[TEXT]
Performance

Benchmarks were measured on GitHub Actions ubuntu-latest (Azure x86-64, AVX2) and ubuntu-24.04-arm (AArch64, NEON) using cargo bench --bench decode with --sample-size 20. All throughput numbers are in GB/s of input integers (Melem/s × bytes-per-element ÷ 1000).

VBZ pipeline breakdown

At 8192 i16 elements with simd-avx2, each stage measured in isolation:

Stage	encode	decode
delta	29.2 GB/s	3.70 GB/s
zigzag	34.2 GB/s	28.0 GB/s
SVB16 (mixed)	9.24 GB/s	9.42 GB/s
VBZ (combined, 3-pass)	5.70 GB/s	2.42 GB/s
VBZ fused decode	N/A	3.68 GB/s
VBZ2 fused 2-chain decode	N/A	5.62 GB/s

Zigzag is essentially free (pure bitwise ops, LLVM auto-vectorizes). Delta encode expresses adjacent differences as two overlapping slice views, which LLVM auto-vectorizes to around 29 GB/s with no unsafe code. Delta decode uses an explicit SIMD prefix-sum (SSE2/NEON); the serial carry chain between 8-element blocks limits single-stream throughput to around 3.70 GB/s, essentially the theoretical ceiling for this algorithm.

Fused VBZ decode

decode_vbz_fused collapses all three decode stages into a single SIMD loop. The SVB16 shuffle and zigzag bitwise ops (~5–6 cycles per 8-element block) execute during the delta carry-chain stall (~8 cycles), hiding nearly all of their cost.

	decode throughput
`decode_vbz` (3 separate passes)	2.42 GB/s
`decode_vbz_fused` (single SIMD pass)	3.68 GB/s

1.52× faster than the pipeline. The fused path reaches 99% of the delta-alone ceiling (3.70 GB/s): SVB16 and zigzag are effectively free, and the delta carry chain is the only remaining bottleneck.

[INFORMATION GIVEN]

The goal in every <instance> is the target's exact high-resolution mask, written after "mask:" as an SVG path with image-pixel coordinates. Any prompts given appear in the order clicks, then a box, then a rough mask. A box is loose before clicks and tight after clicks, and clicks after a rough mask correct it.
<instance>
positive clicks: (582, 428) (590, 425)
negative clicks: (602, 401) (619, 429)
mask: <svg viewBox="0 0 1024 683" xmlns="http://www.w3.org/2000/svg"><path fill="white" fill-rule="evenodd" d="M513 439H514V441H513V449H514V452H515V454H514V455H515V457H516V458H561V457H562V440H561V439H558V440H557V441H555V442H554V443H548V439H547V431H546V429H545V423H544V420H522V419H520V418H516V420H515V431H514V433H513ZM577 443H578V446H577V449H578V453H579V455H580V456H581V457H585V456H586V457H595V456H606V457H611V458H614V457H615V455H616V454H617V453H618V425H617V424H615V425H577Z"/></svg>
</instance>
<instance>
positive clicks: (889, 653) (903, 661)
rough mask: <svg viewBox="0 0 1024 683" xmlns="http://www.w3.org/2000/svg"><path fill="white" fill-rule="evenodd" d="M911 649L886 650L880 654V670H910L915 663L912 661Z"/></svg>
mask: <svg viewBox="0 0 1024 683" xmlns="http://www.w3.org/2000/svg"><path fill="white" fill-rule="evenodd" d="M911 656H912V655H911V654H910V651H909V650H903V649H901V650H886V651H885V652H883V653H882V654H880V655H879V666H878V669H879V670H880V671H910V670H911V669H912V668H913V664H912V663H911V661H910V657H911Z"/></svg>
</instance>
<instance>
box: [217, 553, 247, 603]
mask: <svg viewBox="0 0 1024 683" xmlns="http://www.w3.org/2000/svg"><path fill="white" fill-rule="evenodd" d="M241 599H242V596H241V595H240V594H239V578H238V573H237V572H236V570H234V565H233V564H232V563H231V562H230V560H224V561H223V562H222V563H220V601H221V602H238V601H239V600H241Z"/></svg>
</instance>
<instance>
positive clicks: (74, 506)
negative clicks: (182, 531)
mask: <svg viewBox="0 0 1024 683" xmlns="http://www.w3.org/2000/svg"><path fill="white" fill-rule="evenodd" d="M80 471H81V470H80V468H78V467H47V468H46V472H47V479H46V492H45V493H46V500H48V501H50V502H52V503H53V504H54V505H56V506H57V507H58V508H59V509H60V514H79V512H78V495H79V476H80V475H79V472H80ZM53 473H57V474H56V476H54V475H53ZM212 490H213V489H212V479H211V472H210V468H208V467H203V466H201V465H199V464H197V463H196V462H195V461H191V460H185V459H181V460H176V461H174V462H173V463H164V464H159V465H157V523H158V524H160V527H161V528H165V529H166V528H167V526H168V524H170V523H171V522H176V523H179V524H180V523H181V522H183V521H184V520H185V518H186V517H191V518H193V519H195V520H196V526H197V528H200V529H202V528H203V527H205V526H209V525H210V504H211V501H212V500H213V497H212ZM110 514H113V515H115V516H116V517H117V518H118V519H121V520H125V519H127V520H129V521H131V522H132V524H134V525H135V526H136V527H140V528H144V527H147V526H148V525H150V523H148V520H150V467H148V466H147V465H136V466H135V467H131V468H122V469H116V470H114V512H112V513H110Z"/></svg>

[EXPLORE THE MATERIAL]
A) Reproduce the part of the performance write-up that begins at the words "At 8192 i16" and stops after "for this algorithm.".
B) Gather every line of the records that contains the string "rough", treating uppercase and lowercase as different.
The performance write-up and the records are separate material with no connection to each other.

[WRITTEN ANSWERS]
A)
At 8192 i16 elements with simd-avx2, each stage measured in isolation:

Stage	encode	decode
delta	29.2 GB/s	3.70 GB/s
zigzag	34.2 GB/s	28.0 GB/s
SVB16 (mixed)	9.24 GB/s	9.42 GB/s
VBZ (combined, 3-pass)	5.70 GB/s	2.42 GB/s
VBZ fused decode	N/A	3.68 GB/s
VBZ2 fused 2-chain decode	N/A	5.62 GB/s

Zigzag is essentially free (pure bitwise ops, LLVM auto-vectorizes). Delta encode expresses adjacent differences as two overlapping slice views, which LLVM auto-vectorizes to around 29 GB/s with no unsafe code. Delta decode uses an explicit SIMD prefix-sum (SSE2/NEON); the serial carry chain between 8-element blocks limits single-stream throughput to around 3.70 GB/s, essentially the theoretical ceiling for this algorithm.

B)
The goal in every <instance> is the target's exact high-resolution mask, written after "mask:" as an SVG path with image-pixel coordinates. Any prompts given appear in the order clicks, then a box, then a rough mask. A box is loose before clicks and tight after clicks, and clicks after a rough mask correct it.
rough mask: <svg viewBox="0 0 1024 683" xmlns="http://www.w3.org/2000/svg"><path fill="white" fill-rule="evenodd" d="M911 649L886 650L880 654V670H910L915 663L912 661Z"/></svg>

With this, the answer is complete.